→ **EXERCISE DESCRIPTION**
In the lecture notes on visualizing survey data, how is the age variable computed in the recodes?

→ **PAGE TEXT**
* BEGIN *
16  Ideas for Visualizing Survey Data

16.1 Goals

  • Provide examples for how to do demographic summaries of survey samples
  • Provide examples for how to summarize attitudes in a survey

In this last set of lecture notes, my hope is to arm you with plenty of examples of data visualizations with surveys. I’ve tried to include as much as possible, but I can’t show you everything. Walk through the below examples and tweak them for your own purposes as needed.

Here’s the packages and data (along with recodes) that you’ll need to walk through the below examples:

## packages
library(tidyverse)
library(socsci)
library(coolorrr)

## data viz settings
set_theme()   
set_palette(
  qualitative = c("steelblue", "gray", "red3", "purple4", "gold2"),
  sequential = c("white", "steelblue"),
  diverging = c("red3", "white", "steelblue"),
  binary = c("steelblue", "red3")
)

## data
url <- "http://filesforprogress.org/datasets/wthh/DFP_WTHH_release.csv"
Data <- read_csv(url)

## recodes
Data <- Data |>
  mutate(
    ## education
    educ_cat = frcode(
      educ == 1 ~ "No HS",
      educ == 2 ~ "HS",
      educ == 3 ~ "Some College",
      educ == 4 ~ "2-year Degree",
      educ == 5 ~ "4-year Degree",
      educ == 6 ~ "Postgrad"
    ),
    ## race
    race_new = frcode(
      race == 1 ~ "White",
      race == 2 ~ "Black",
      race == 3 ~ "Latino/a",
      race == 4 ~ "Asian",
      race == 5 ~ "Native American",
      race == 8 ~ "Middle Eastern",
      race == 6 ~ "Mixed Race",
      TRUE ~ "Other"
    ),
    ## party id
    pid3_new = frcode(
      pid3 == 1 ~ "Democrat",
      !(pid3 %in% 1:2) ~ "Independent/Other",
      pid3 == 2 ~ "Republican"
    ),
    ## gender
    gender_id = ifelse(
      gender == 1, "Male", "Female"
    ),
    ## age
    age = 2018 - birthyr,
    ## issues
    across(
      c(ICE, BAIL_item, WELTEST, PUBLICINT, GREENJOB, POLFEE),
      ~ frcode(
        .x == 5 ~ "Strongly oppose",
        .x == 4 ~ "Oppose",
        .x == 3 ~ "Neither",
        .x == 2 ~ "Support",
        .x == 1 ~ "Strongly support"
      )
    )
  )
* END *
→ **STORED DATA**
* BEGIN *
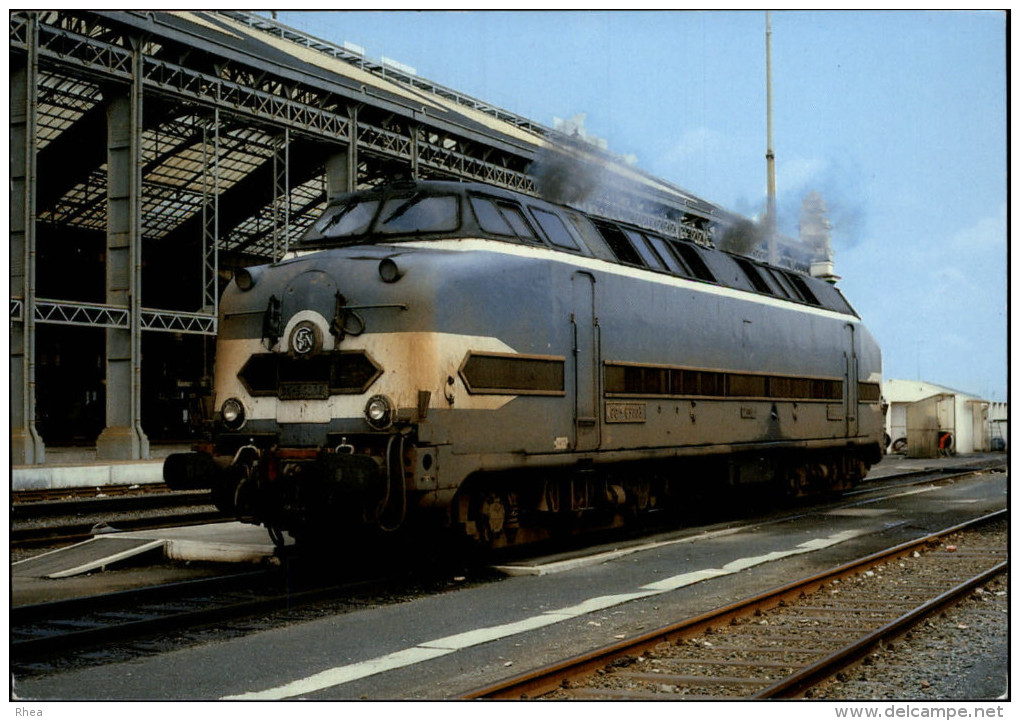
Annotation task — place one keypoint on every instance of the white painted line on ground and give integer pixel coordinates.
(448, 645)
(344, 674)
* END *
→ **OUTPUT**
Age is computed by subtracting birthyr from 2018.